EXERCISE —
Copy the post on caring for a child while Montessori is closed, beginning at the words "So. W. has to" and stopping after "much these days.", and replace "risk" with "gamble" throughout.

STUDY TEXT —
◇ ◇ ◇ ◇ ◇

So. W. has to do his work and Montessori is closed. This means that grad school, which has been more of a side gig than my main deal ever since M. was born, has basically been pushed entirely to the side. I can’t work on research at the same time as I’m caring for him, even if he is distracted by TV, because I need to get in as close to a flow state as a mom can get. And then again, when I get mother-in-law time (which is a risk we’re accepting, really, as she has been out in the world and seeing massage clients and getting acupuncture herself but we’ve decided the risk is worth the help), I use it to rest. Or cook dinner.
On top of all of this, M. is going through a super clingy phase. He’s been for most of his life pretty happily to play independently, but not as much these days.
Still, we’ve worked out some routines that make this all easier. We get up in the morning and snuggle a bit and then have breakfast. We play for a while, and then at 11:30 we might watch a couple of episodes of TV, or go outside. We go outside for a bit - on a walk if M. feels up to it, or just to the front or back porch for some fresh air if not. We come inside, put on an audiobook, and M. plays quietly in his room while I rest in there. (He insists now that he can never be alone without a grown up, which is quite a change from a couple of months ago when he was eager for alone time.) We get up and play some more, watch a little more TV, have dinner, read stories, go to bed.
I sneak off to my bed as soon as he’s asleep, and sometime between midnight and 5 am, he asks me to come back to his room. (That part is the same as when preschool was open.)
This is hard and I often want to just resort to 8 hours of screen time a day, but I’m trying not to.
I’m concerned about the impact all of this will have on my dissertation progress, but I’m also surrendering to this being where the world is right now.
And I’m thinking about what I might do one day when I’m employed again, whether that’s self-employment or employment by an organization. These days, I’m leaning toward research communication and higher ed outreach, something alt-ac that lets me translate research for the public. Public humanities or public social sciences, if that’s a thing. (I’d love to do scicomm for Marine Science but I don’t think I have the science background necessary. Still might try, though.) Or professional development, or publishing. Kind of the same stuff I’ve been thinking about this whole time.
I’ve been squeezing in some video game time here and there and did my first Twitch stream yesterday. I created a new channel called momtroidvania. I’m playing Castlevania: Symphony of the Night for the umpteenth time (though I’ve only beaten it once) and found that really fun.
I’m reading Blue Mind and Going Alt-Ac. I’m hoping to do more comics reading soon, too. Take advantage of that whole Marvel Unlimited thing.
We watched Frozen II. I cried a lot, just like when I saw it in the theater.
But mostly, I just want to rest and rest and rest. I have not yet talked M. into just staying in bed all day, and I don’t think I’m likely to.
I know I’ll miss all of the snuggles and clinginess when he’s a teenager. Somehow knowing that doesn’t make me not want to sometimes have my body to myself right now. (I foolishly thought my body would be my own after weaning. Whoops.)
And yet this clingy guy is the cutest person ever who is super sweet and makes me laugh. Kids. They’re a lot of work, but they’re worth it.

◇ ◇ ◇ ◇ ◇

MATERIAL PROVIDED —

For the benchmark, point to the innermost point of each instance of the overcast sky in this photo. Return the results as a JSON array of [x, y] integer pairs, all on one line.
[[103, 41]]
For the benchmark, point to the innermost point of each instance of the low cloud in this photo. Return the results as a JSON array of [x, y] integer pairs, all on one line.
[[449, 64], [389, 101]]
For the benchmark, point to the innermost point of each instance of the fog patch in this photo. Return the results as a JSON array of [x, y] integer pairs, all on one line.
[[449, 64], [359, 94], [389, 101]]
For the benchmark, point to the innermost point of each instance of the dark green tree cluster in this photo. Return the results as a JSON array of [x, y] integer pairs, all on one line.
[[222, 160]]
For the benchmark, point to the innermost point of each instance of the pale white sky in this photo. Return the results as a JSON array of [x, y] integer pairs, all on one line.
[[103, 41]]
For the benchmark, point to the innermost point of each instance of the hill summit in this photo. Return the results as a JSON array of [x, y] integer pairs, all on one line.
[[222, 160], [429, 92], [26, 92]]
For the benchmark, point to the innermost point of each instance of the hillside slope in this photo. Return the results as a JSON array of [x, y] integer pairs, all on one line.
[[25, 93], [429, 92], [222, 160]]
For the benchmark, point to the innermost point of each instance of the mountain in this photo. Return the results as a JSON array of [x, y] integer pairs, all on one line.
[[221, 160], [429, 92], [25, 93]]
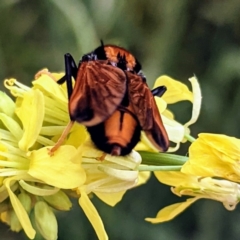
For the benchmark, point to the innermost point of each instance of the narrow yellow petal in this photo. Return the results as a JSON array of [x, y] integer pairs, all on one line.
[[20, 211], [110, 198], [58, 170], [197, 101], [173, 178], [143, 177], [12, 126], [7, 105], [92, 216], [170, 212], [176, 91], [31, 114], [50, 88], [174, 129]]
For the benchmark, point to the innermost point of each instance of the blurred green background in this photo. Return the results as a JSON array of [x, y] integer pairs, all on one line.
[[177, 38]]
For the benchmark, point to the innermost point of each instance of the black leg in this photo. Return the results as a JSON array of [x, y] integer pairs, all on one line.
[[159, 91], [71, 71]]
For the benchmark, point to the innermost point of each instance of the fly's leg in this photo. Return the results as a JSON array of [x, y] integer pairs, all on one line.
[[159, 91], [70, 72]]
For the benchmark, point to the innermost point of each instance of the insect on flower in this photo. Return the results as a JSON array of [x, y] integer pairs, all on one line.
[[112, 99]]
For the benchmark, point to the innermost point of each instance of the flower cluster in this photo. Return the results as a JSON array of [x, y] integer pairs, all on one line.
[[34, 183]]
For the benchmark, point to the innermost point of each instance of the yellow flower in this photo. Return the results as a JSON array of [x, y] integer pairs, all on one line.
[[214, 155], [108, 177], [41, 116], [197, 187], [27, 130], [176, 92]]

◇ ◇ ◇ ◇ ◇

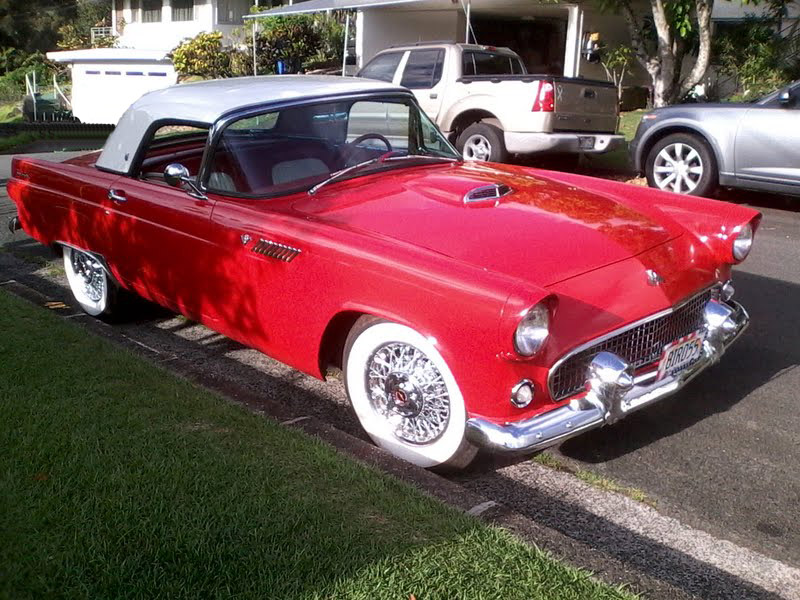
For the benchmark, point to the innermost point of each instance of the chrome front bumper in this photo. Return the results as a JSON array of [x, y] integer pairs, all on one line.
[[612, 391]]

◇ ◇ ◇ ◇ ◇

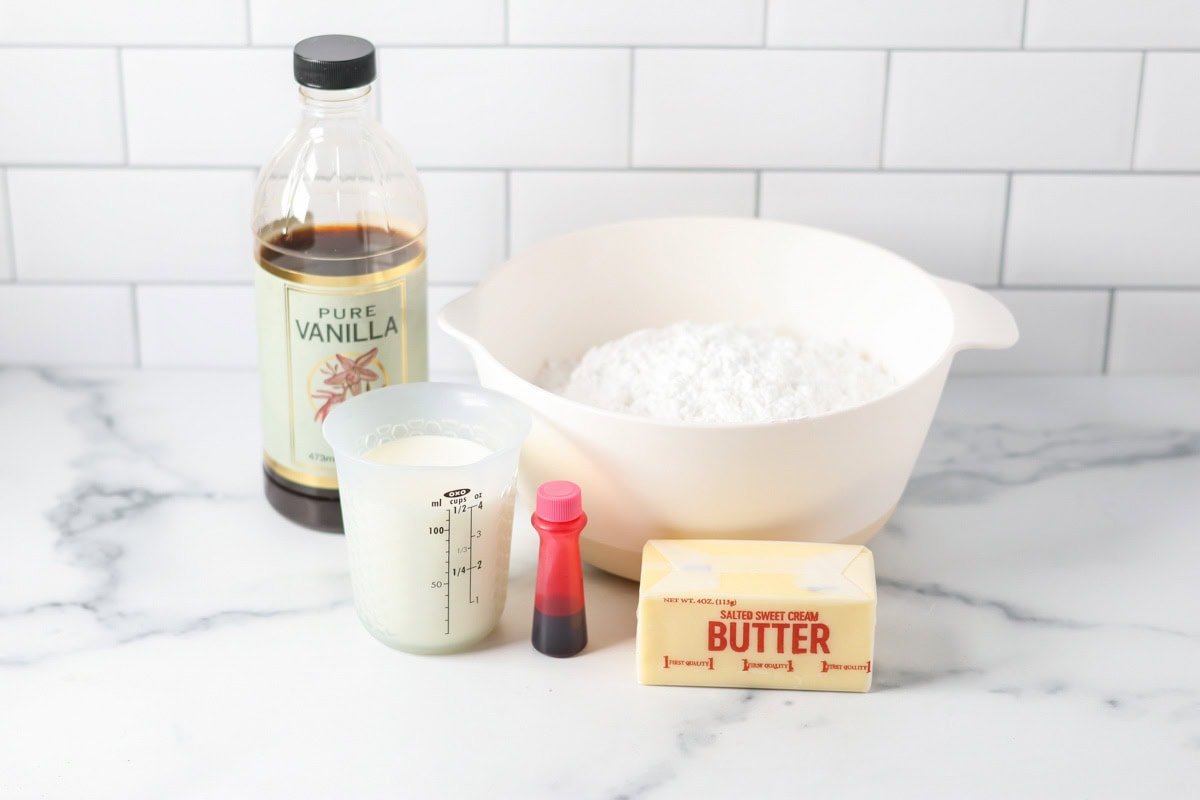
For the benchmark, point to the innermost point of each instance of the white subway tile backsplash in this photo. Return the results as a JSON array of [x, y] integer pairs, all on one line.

◇ ◇ ◇ ◇ ◇

RESPONSE BOX —
So. W. has to do his work and Montessori is closed. This means that grad school, which has been more of a side gig than my main deal ever since M. was born, has basically been pushed entirely to the side. I can’t work on research at the same time as I’m caring for him, even if he is distracted by TV, because I need to get in as close to a flow state as a mom can get. And then again, when I get mother-in-law time (which is a gamble we’re accepting, really, as she has been out in the world and seeing massage clients and getting acupuncture herself but we’ve decided the gamble is worth the help), I use it to rest. Or cook dinner.
On top of all of this, M. is going through a super clingy phase. He’s been for most of his life pretty happily to play independently, but not as much these days.